EXERCISE REQUIREMENTS: Would you retype the whole listing exactly?

SOURCE RECORDS:
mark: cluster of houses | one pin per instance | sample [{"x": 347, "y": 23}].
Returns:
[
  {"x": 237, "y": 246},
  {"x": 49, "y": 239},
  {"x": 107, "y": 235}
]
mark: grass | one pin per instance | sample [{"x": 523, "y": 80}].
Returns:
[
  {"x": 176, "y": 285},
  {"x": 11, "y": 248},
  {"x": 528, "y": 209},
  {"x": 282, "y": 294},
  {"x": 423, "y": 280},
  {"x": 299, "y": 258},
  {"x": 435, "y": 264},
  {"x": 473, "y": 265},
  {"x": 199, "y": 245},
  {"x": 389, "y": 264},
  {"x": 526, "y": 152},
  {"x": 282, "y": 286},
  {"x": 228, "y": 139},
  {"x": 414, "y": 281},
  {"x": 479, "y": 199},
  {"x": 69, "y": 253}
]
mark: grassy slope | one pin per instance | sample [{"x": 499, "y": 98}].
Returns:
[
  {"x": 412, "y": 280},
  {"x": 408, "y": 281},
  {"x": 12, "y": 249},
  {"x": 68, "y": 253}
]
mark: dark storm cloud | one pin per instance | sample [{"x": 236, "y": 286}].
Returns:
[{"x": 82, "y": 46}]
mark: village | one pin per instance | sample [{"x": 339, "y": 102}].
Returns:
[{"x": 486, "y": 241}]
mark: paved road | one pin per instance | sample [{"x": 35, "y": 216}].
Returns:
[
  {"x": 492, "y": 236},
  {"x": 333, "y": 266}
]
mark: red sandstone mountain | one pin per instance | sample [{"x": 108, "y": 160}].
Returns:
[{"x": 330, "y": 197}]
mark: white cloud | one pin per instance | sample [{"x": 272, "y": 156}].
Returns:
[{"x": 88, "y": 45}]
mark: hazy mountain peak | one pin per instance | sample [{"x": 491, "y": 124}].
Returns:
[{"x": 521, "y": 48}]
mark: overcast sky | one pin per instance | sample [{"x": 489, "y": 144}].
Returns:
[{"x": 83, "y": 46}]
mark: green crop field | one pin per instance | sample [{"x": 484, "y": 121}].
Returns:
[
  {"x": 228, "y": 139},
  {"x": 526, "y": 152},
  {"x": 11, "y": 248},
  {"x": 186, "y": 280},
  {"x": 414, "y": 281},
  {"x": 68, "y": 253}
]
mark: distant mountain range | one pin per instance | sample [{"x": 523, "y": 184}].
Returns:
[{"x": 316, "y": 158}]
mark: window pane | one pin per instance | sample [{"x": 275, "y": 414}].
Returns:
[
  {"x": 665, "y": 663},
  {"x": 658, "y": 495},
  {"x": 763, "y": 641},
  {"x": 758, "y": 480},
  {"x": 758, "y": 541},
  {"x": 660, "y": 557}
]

TASK RESPONSE:
mark: cluster of houses | one pin per instance | sample [{"x": 347, "y": 23}].
Returns:
[
  {"x": 237, "y": 246},
  {"x": 49, "y": 239},
  {"x": 107, "y": 235}
]
mark: grass | one pin per instance | sample [{"x": 523, "y": 80}].
Returns:
[
  {"x": 176, "y": 285},
  {"x": 11, "y": 248},
  {"x": 528, "y": 209},
  {"x": 282, "y": 294},
  {"x": 423, "y": 280},
  {"x": 299, "y": 258},
  {"x": 435, "y": 264},
  {"x": 473, "y": 265},
  {"x": 199, "y": 245},
  {"x": 389, "y": 264},
  {"x": 526, "y": 152},
  {"x": 282, "y": 286},
  {"x": 228, "y": 139},
  {"x": 414, "y": 281},
  {"x": 479, "y": 199},
  {"x": 69, "y": 253}
]
mark: grassy slope | one pin per instance | sample [{"x": 499, "y": 98}].
Returns:
[
  {"x": 412, "y": 280},
  {"x": 408, "y": 281},
  {"x": 12, "y": 249},
  {"x": 68, "y": 253}
]
mark: dark storm cloud | one pin per instance | sample [{"x": 236, "y": 286}].
Returns:
[{"x": 82, "y": 46}]
mark: village | one pin per instance | sample [{"x": 339, "y": 102}].
Returns:
[{"x": 486, "y": 241}]
mark: paved road | one pin per instance | sample [{"x": 35, "y": 216}].
Returns:
[
  {"x": 492, "y": 236},
  {"x": 333, "y": 266}
]
mark: red sandstone mountain | one pin per instance | sample [{"x": 108, "y": 160}].
Returns:
[{"x": 330, "y": 197}]
mark: white cloud | one pin per instance | sample [{"x": 272, "y": 156}].
Returns:
[{"x": 88, "y": 45}]
mark: hazy mountain peak | one pin per instance | sample [{"x": 491, "y": 124}].
Returns:
[{"x": 521, "y": 48}]
mark: overcast sky | one pin per instance | sample [{"x": 489, "y": 144}].
Returns:
[{"x": 83, "y": 46}]
mark: green crop field | one pin per instance | sample [{"x": 484, "y": 121}].
Returns:
[
  {"x": 228, "y": 139},
  {"x": 526, "y": 152},
  {"x": 11, "y": 248},
  {"x": 186, "y": 280},
  {"x": 414, "y": 281},
  {"x": 68, "y": 253}
]
mark: distant mountain range | one pin per instance | sample [{"x": 523, "y": 184}].
Returns:
[{"x": 316, "y": 158}]
mark: window pane | one pin per instance | sample [{"x": 275, "y": 414}].
Returns:
[
  {"x": 665, "y": 663},
  {"x": 658, "y": 495},
  {"x": 763, "y": 641},
  {"x": 758, "y": 480},
  {"x": 758, "y": 541},
  {"x": 660, "y": 557}
]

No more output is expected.